> **Ausgangstext**:

Die Anonymität der Großstadt
Im Jahre 1961 hatte im Théâtre de l’Odéon Paris eine Neuinszenierung von Samuel Becketts Warten auf Godot Premiere. Regie führte Roger Blin, und das Bühnenbild entwarf Alberto Giacometti. Ja, genau der: der berühmte, auch knapp 50 Jahre nach seinem Tod immer noch umschwärmte Schweizer Bildhauer. Und wie sah es aus, das Bühnenbild? Ja, natürlich: Es bestand aus dem Beckett-Bäumchen, einem kahlen, verkümmerten Gewächs, wie es Beckett bereits in seiner Regieanweisung für die Aufführung seines Stückes vorsah und wie es noch heute die Bühnen nahezu aller Aufführungen von Warten auf Godot dominiert. Da hätte man ja gleich drauf kommen können: Die zwei, drei dürren Äste, die schlanke, ein wenig verkrüppelte Struktur der meisten dieser Theater-Bäume und die Ästhetik von Giacomettis superdürren Hungerkünstler-Figuren sind nicht nur wie füreinander geschaffen – sie könnten auch ein und demselben Brain entsprungen sein.

> **Erforderliche Schritte**:
(a) Wer entwarf laut dem Ausgangstext das Bühnenbild der Pariser Neuinszenierung von Warten auf Godot aus dem Jahr 1961?
(b) Führen Sie alle Zeilen der Datensätze auf, in denen die Zeichenfolge "shirt" vorkommt.

> **Bereitgestellte Datensätze**:
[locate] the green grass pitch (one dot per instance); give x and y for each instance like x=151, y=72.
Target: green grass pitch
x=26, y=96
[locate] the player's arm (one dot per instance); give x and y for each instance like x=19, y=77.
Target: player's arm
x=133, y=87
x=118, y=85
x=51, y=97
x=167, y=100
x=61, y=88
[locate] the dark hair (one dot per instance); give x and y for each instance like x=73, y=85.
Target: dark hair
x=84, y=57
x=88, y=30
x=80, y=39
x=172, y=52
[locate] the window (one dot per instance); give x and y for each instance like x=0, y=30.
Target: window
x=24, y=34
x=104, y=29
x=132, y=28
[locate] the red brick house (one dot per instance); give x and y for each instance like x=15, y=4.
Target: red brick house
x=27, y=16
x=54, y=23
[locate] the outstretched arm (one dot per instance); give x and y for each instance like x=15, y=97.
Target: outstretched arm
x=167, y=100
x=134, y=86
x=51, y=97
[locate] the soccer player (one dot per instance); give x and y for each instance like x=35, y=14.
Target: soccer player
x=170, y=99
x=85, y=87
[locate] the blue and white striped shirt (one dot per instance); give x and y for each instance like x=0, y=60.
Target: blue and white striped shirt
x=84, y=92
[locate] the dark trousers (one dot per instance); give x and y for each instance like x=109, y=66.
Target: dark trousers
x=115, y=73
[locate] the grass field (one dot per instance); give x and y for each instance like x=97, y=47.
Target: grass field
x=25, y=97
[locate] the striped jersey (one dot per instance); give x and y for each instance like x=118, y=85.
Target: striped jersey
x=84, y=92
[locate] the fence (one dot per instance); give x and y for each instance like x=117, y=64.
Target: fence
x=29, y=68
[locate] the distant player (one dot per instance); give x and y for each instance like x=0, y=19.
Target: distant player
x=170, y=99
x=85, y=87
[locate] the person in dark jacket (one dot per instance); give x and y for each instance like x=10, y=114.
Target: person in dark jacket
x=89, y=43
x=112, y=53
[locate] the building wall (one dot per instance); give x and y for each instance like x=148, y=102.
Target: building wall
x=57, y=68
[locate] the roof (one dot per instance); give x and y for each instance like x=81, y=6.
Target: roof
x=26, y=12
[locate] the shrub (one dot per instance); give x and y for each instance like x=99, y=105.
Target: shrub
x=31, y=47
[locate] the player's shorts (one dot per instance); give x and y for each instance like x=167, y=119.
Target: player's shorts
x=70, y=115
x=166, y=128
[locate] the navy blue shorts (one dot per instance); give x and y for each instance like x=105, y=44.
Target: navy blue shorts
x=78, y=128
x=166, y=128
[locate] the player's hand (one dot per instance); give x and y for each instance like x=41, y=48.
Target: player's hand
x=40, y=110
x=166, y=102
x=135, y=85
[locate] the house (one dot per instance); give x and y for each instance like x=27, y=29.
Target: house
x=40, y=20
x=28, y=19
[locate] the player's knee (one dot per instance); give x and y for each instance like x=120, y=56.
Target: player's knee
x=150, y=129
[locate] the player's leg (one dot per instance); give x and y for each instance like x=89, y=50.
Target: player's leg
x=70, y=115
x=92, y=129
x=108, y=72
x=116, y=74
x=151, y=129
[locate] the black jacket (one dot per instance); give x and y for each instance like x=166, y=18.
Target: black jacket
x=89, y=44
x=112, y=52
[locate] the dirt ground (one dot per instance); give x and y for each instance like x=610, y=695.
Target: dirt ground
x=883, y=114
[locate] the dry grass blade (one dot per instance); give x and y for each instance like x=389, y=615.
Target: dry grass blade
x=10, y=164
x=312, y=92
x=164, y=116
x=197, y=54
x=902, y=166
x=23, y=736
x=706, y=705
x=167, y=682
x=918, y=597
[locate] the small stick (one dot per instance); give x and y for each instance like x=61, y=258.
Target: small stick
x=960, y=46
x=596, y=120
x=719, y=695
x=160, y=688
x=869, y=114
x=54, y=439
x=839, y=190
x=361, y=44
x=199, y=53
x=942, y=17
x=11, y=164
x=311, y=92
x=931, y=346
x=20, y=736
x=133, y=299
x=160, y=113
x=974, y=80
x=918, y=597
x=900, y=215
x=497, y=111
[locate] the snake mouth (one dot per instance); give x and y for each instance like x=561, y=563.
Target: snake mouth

> **Als Antwort**:
(a) Alberto Giacometti.

(b)
[locate] the blue and white striped shirt (one dot per instance); give x and y for each instance like x=0, y=60.
Target: blue and white striped shirt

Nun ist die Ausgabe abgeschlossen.